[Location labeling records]
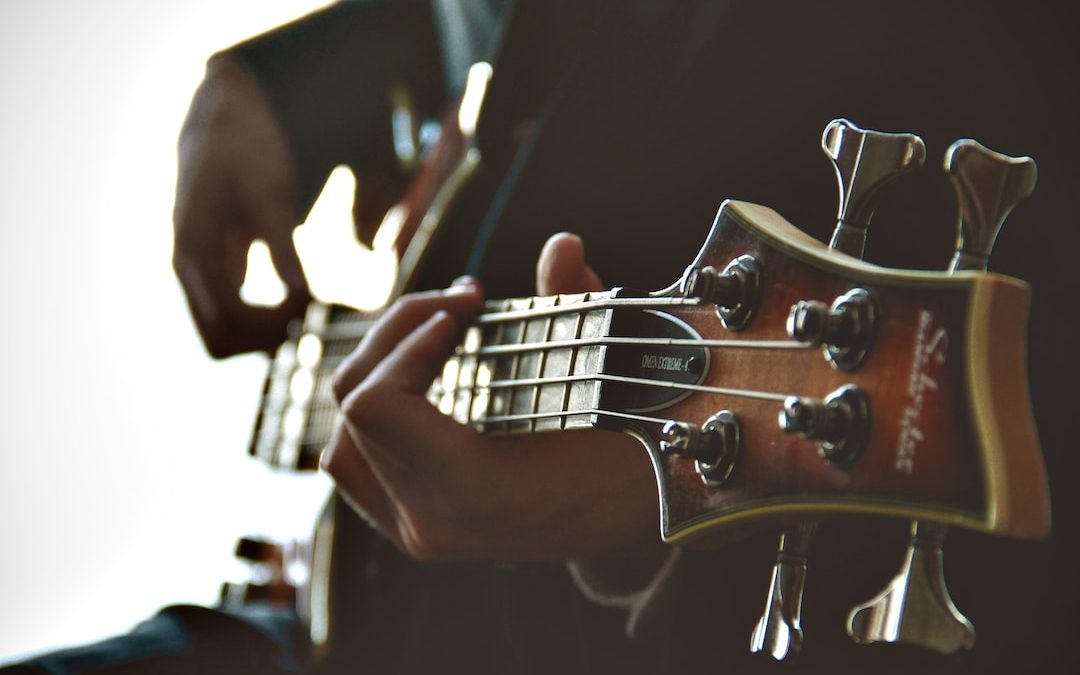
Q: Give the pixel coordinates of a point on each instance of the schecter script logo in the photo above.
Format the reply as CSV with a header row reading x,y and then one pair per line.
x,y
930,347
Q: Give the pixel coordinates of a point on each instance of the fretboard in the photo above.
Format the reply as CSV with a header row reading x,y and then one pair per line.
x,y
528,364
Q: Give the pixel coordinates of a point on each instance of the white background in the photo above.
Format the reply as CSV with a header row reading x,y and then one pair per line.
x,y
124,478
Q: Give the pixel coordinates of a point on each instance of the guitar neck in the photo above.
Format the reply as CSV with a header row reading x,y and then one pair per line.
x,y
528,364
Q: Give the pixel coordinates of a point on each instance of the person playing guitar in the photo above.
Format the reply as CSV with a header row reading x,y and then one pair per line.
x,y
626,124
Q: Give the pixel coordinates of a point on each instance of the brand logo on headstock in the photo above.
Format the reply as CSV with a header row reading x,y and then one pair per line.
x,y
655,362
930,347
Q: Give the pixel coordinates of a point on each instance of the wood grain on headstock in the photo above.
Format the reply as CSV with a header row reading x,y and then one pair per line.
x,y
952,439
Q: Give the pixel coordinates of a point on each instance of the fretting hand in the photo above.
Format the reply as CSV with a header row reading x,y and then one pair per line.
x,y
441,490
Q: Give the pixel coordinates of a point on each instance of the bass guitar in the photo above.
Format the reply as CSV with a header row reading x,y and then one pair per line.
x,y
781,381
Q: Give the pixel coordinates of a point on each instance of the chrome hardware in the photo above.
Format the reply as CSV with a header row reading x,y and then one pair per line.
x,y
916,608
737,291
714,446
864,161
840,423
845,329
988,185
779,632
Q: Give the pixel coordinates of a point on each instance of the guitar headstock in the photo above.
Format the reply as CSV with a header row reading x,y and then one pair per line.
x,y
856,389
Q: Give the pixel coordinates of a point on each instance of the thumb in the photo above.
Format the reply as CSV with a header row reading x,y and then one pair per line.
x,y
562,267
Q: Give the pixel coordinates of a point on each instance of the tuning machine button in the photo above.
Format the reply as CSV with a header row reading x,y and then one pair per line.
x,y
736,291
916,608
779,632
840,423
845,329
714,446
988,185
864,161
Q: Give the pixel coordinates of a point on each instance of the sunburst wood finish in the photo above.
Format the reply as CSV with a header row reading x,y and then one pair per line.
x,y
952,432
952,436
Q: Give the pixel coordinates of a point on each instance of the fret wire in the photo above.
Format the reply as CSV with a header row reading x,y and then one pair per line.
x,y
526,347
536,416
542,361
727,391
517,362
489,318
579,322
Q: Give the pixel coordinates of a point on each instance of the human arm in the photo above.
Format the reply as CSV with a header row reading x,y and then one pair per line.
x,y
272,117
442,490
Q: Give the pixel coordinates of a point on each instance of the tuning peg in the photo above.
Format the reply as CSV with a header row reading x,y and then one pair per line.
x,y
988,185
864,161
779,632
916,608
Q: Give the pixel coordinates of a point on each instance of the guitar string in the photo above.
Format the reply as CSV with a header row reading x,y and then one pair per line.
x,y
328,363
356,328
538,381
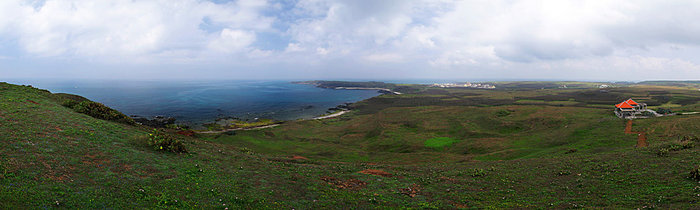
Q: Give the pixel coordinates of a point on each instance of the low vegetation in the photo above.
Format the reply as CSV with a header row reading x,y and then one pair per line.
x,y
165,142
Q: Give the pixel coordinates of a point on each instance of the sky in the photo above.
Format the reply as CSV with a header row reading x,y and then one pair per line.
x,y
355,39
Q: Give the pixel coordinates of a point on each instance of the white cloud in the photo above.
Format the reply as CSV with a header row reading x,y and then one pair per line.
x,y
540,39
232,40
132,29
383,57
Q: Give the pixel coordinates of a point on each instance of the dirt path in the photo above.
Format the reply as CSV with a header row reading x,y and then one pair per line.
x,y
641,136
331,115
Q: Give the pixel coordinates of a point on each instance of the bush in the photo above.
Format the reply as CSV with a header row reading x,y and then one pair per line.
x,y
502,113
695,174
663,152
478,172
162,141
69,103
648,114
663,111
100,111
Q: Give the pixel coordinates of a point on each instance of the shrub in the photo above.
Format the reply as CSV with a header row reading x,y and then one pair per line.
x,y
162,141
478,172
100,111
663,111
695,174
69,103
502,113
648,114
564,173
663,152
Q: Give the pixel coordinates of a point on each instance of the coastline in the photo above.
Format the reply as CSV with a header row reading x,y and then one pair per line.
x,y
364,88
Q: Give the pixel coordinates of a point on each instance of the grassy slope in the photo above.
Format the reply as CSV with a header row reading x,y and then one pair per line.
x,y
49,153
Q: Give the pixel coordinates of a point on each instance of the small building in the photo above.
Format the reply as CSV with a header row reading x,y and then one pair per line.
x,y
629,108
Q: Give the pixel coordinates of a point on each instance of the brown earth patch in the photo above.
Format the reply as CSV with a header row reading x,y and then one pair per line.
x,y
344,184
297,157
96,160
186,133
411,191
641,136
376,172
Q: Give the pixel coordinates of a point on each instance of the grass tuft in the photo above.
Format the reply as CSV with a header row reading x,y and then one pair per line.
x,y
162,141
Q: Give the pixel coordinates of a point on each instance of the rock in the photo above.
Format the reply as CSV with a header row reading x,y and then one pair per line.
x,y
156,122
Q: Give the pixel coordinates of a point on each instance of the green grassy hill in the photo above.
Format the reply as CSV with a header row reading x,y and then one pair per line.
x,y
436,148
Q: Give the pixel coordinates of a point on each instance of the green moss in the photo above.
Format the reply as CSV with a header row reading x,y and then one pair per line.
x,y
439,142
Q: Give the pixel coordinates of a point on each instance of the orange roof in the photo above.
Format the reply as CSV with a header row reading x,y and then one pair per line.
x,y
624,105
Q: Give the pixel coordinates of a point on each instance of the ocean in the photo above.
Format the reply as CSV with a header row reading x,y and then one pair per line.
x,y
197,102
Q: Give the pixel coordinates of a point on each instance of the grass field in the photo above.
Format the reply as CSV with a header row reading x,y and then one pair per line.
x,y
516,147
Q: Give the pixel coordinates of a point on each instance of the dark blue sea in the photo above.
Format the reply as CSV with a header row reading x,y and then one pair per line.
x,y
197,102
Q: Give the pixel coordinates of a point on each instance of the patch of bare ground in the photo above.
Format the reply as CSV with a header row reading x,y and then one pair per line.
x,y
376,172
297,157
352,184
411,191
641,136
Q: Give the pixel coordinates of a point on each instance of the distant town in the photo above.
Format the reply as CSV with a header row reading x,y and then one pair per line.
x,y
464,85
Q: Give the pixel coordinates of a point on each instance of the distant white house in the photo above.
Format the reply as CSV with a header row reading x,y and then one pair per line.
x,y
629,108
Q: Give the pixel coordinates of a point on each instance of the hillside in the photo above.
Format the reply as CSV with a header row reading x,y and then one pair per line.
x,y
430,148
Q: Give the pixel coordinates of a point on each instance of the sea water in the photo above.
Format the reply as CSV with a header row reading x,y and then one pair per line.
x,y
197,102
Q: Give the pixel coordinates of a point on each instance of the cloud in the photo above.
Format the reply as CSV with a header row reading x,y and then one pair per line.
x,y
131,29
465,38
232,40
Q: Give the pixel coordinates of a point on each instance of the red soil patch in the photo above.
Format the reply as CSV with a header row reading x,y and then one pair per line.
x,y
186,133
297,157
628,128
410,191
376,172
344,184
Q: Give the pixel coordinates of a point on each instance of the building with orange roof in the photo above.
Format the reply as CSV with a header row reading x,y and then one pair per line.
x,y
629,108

- _REQUIRED WORK_: Reproduce the material above with each occurrence of "photo" changed to "image" and everything else left unchanged. Omit the pictures from your answer.

- _FINISHED ANSWER_:
Q: Give the pixel coordinates of a point on each instance of the schecter script logo in the image above.
Format the reply as CSV with a header row reading x,y and then one pair per line.
x,y
930,347
Q: Give the pixel coordinates of a point on each instance of the fretboard in the image above.
Format the reply as CSV with a header row reading x,y and then one pair per line.
x,y
528,364
Q: Give the pixel coordinates of a point on each instance of the white background in the image above.
Format the reply as CSV with a header row reading x,y and then one pair per line.
x,y
124,478
Q: Give the pixel coordinates of a point on each instance of the guitar neck in the image above.
Format the reply as CSV with a header row reading x,y and then one pair per line.
x,y
528,364
Q: Give the pixel coordinates of a point on each instance of the person playing guitar in the image above.
Format the reply as CSV with a header row reading x,y and then one pair per line.
x,y
626,124
Q: Give the pixel coordinates of a point on each instance of the brand logo on headstock in the image above.
Format the reply as CSV with a header row reading x,y and then one pair per line.
x,y
655,362
930,347
Q: Give the pixel coordinates of a point on each instance of the wood grain on headstock in the image above.
Format the reply as CSV with a header row reading x,y and then one pair per line.
x,y
952,439
Q: Give the pixel coordinates of a point on each instance of the fretting hand in the image above.
Format the reply as CSV with a header row reading x,y and then one pair per line.
x,y
441,490
Q: Give the pixel coordinates of a point on each instance of the bass guitar in the image above.
Format the reply as CSV with a header row reading x,y and then one pair per line.
x,y
781,381
Q: Give the pixel coordinates of a point on each instance of the chrome hardware in the image above.
Format the reply as CSV with a header row reading x,y and then one pair per line.
x,y
916,608
737,291
714,446
864,161
840,423
845,329
988,185
779,632
Q: Give the pixel coordinates of a point on each instance of the guitar headstock in the image above.
Format the reply as CSV with a header row reading x,y and then one pair per line.
x,y
856,389
Q: Give the pixel coordinates of a point on each instance of the thumb in the image above.
Format the reply as CSV with a header row reading x,y and then one pair per line.
x,y
562,267
Q: Give the pixel coordinates of a point on each instance of the tuning machine button in the image above.
Format the reply as CSV with a header row reading x,y and then one pair per line.
x,y
736,291
916,608
779,632
840,423
845,329
714,446
988,185
864,161
Q: Give the pixel coordinates of a point on each instance of the sunburst wood finish in the image above.
Format the reply as CSV with a header row reading x,y and then one pair per line.
x,y
952,432
952,436
Q: Give the pixel coordinates of a point on each instance of the fret wire in the image above.
Format the reply as CSV with a header row reading x,y and then one pair per line.
x,y
526,347
536,416
542,361
727,391
517,362
489,318
579,322
Q: Give the pixel coordinates of a point on each instance of the human arm in the image above.
Format the reply as CSV with a header row reading x,y and then one pair per line.
x,y
272,117
442,490
Q: Give the pixel coordinates of a point on each instance of the tuning peg in the image above.
Format the reply as CSV with a header row reading x,y and then one pair per line.
x,y
988,185
864,161
779,632
916,608
Q: Give the pixel coordinates of a point on each instance of the guitar string in the image above.
Format the reply as CSV with a header row reading x,y and then one pair per line.
x,y
328,363
356,328
538,381
Q: Give the pixel coordinates of a point on each instance of the low vegetation in the image above.
Format the reply as CSV with a header row reading x,y and then one pair per line.
x,y
165,142
Q: Give the pixel coordinates of a point on each instance of the sky in the image above.
Format the reply as CSV with a header row reading x,y and then one pair per line.
x,y
355,39
Q: Give the pixel coordinates of a point on each instance of the white cloud in the image above.
Format the reply as CSV with a header row reading x,y and then one pair per line.
x,y
540,39
232,40
132,29
383,57
Q: Give the pixel coordinates of a point on each instance of the dirt path in the image above.
Format the reply as CSV with a header row reading x,y and then one pair per line.
x,y
641,136
331,115
Q: Give the pixel coordinates of a point on each instance of the bush in the image above.
Format the reply as CSV with a header row reading x,y and then one pair per line.
x,y
502,113
695,174
663,152
478,172
162,141
69,103
648,114
663,111
100,111
Q: Give the pixel coordinates of a point on each instance of the shrub in the image above.
Format the reply as CSV with a header row reading x,y and then one pair per line.
x,y
162,141
478,172
100,111
663,111
695,174
69,103
502,113
648,114
564,173
663,152
Q: Give the pixel coordinates of a point on each instance of the coastline in the image above.
Format the reply as CSV with a header row reading x,y and then one pair per line.
x,y
364,88
Q: Give the pixel coordinates of a point on each instance of the grassy slope in the image above.
Format the reply as CSV with a header row reading x,y and then one pair per line.
x,y
49,153
Q: Give the pixel coordinates of a point on each instance of the small building in the image above.
Format the reply as CSV with a header row reading x,y and then one pair per line.
x,y
629,108
Q: Give the pixel coordinates of a point on each instance of the brown earth patch in the image above.
Format the reply as CSV with a header row reading x,y and then one pair per line.
x,y
344,184
297,157
96,160
186,133
411,191
641,136
376,172
Q: Give the pixel coordinates of a point on each instance of the grass tuft in the image above.
Format the reply as CSV with a header row reading x,y and then one pair per line.
x,y
162,141
Q: Give the pixel coordinates of a point on each instance of the rock in the image above.
Format the reply as CSV with a header row reading x,y and then one pair per line.
x,y
156,122
Q: Give the pixel coordinates of a point on each instance of the green grassy hill in the image above.
Format the reply as CSV with a header row reading x,y and then one pair per line.
x,y
436,148
Q: Give the pixel coordinates of a point on each instance of the green moss in the image above.
Format the reply as CSV with a header row reading x,y and then one pair per line.
x,y
439,142
Q: Give the pixel coordinates of a point on each instance of the orange roof in the image above.
Format the reply as CSV with a header row reading x,y and then one pair per line.
x,y
624,105
Q: Give the pixel coordinates of a point on each instance of the ocean in the image above.
Format the reply as CSV with a header row reading x,y and then one pair per line.
x,y
197,102
Q: Give the pixel coordinates of a point on each instance of the grass field in the image above.
Format the reply as CSV with a header row reading x,y and then one pair per line.
x,y
516,147
Q: Give the pixel coordinates of a point on each instance of the dark blue sea in the image above.
Format the reply as CSV with a header row reading x,y and then one pair per line.
x,y
197,102
Q: Give the pixel coordinates of a point on each instance of the patch of bare ground in the image above.
Format the reply as CSV with a header row reading x,y and then one pair per line.
x,y
376,172
297,157
352,184
411,191
641,136
Q: Give the pixel coordinates of a point on each instance of the distant town in the image above.
Format the reply as CSV with a header row reading x,y and then one pair per line.
x,y
464,85
Q: Give the pixel coordinates of a point on each instance of the distant white house in the image above.
Format the reply as CSV with a header row reading x,y and then one pair per line.
x,y
629,108
Q: Give the pixel coordinates of a point on each instance of the hillside in the image above.
Format the reply as CSV with a header row reading x,y and then one pair per line.
x,y
430,148
Q: Give the pixel coordinates of a point on each instance of the sea water in the image above.
Format the reply as CSV with a header row reading x,y and then one pair per line.
x,y
197,102
Q: Give the pixel coordinates of a point on each instance of the cloud in the image above.
Format the reply as CSV with a header row reading x,y and then one pair per line.
x,y
131,29
465,38
232,40
Q: Give the pixel coordinates of a point on each instance of the red soil patch in the image above.
Format the reply as CSV with a header row reading x,y and then one pair per line.
x,y
186,133
297,157
628,128
410,191
376,172
344,184
Q: Give the pixel coordinates of a point on each instance of the building with orange roof in the image above.
Format the reply as CSV with a header row reading x,y and then one pair per line.
x,y
629,108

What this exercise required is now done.